> _Data to use_

+---+

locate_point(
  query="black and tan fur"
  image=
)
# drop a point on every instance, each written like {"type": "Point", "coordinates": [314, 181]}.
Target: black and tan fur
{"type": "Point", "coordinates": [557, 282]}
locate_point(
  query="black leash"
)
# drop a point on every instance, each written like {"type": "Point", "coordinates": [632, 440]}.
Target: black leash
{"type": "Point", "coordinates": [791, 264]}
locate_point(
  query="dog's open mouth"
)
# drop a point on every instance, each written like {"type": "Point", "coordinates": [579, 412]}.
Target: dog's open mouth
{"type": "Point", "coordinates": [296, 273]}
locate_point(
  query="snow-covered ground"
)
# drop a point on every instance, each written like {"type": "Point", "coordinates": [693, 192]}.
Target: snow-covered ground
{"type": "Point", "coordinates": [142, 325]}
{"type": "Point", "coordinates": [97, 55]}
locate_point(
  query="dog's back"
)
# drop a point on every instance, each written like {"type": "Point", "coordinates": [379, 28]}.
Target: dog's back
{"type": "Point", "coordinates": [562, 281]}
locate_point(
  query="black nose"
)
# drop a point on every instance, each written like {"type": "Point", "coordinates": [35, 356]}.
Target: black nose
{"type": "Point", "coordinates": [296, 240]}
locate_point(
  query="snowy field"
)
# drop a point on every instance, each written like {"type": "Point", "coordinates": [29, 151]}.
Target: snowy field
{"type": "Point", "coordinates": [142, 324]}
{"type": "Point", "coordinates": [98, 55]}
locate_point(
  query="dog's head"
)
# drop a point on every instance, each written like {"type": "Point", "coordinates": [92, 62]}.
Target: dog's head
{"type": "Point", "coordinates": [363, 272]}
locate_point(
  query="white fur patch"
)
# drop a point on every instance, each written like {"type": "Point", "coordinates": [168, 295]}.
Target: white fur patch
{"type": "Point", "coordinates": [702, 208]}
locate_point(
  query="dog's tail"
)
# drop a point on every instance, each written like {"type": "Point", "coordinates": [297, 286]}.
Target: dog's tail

+---+

> _Given instruction_
Transcribe all of the material exactly. Omit nothing.

> _Result of this task_
locate_point(
  query="black and tan fur"
  image=
)
# drop a point on every instance, each written like {"type": "Point", "coordinates": [314, 181]}.
Target: black and tan fur
{"type": "Point", "coordinates": [557, 282]}
locate_point(
  query="black leash"
)
# drop a point on every instance, each written like {"type": "Point", "coordinates": [632, 440]}.
Target: black leash
{"type": "Point", "coordinates": [791, 264]}
locate_point(
  query="dog's open mouth"
)
# drop a point on every instance, each written like {"type": "Point", "coordinates": [579, 412]}.
Target: dog's open mouth
{"type": "Point", "coordinates": [296, 273]}
locate_point(
  query="snow-covered ground"
)
# drop a point on every instance, each written like {"type": "Point", "coordinates": [693, 192]}.
Target: snow-covered ground
{"type": "Point", "coordinates": [142, 325]}
{"type": "Point", "coordinates": [97, 55]}
locate_point(
  query="dog's back"
)
# drop a point on every instance, each written like {"type": "Point", "coordinates": [379, 28]}.
Target: dog's back
{"type": "Point", "coordinates": [562, 281]}
locate_point(
  query="black nose"
)
# drop a point on every instance, each written like {"type": "Point", "coordinates": [35, 356]}.
Target: black nose
{"type": "Point", "coordinates": [296, 240]}
locate_point(
  query="snowy field"
)
# drop a point on every instance, each written like {"type": "Point", "coordinates": [29, 151]}.
Target: snowy field
{"type": "Point", "coordinates": [142, 324]}
{"type": "Point", "coordinates": [98, 55]}
locate_point(
  query="dog's head"
)
# drop a point on every instance, each written like {"type": "Point", "coordinates": [92, 62]}.
Target: dog's head
{"type": "Point", "coordinates": [363, 272]}
locate_point(
  query="white fur patch"
)
# drop a point on every instance, each written like {"type": "Point", "coordinates": [168, 295]}.
Target: white fur patch
{"type": "Point", "coordinates": [702, 208]}
locate_point(
  query="dog's tail"
)
# drop a point on every instance, each written like {"type": "Point", "coordinates": [297, 286]}.
Target: dog's tail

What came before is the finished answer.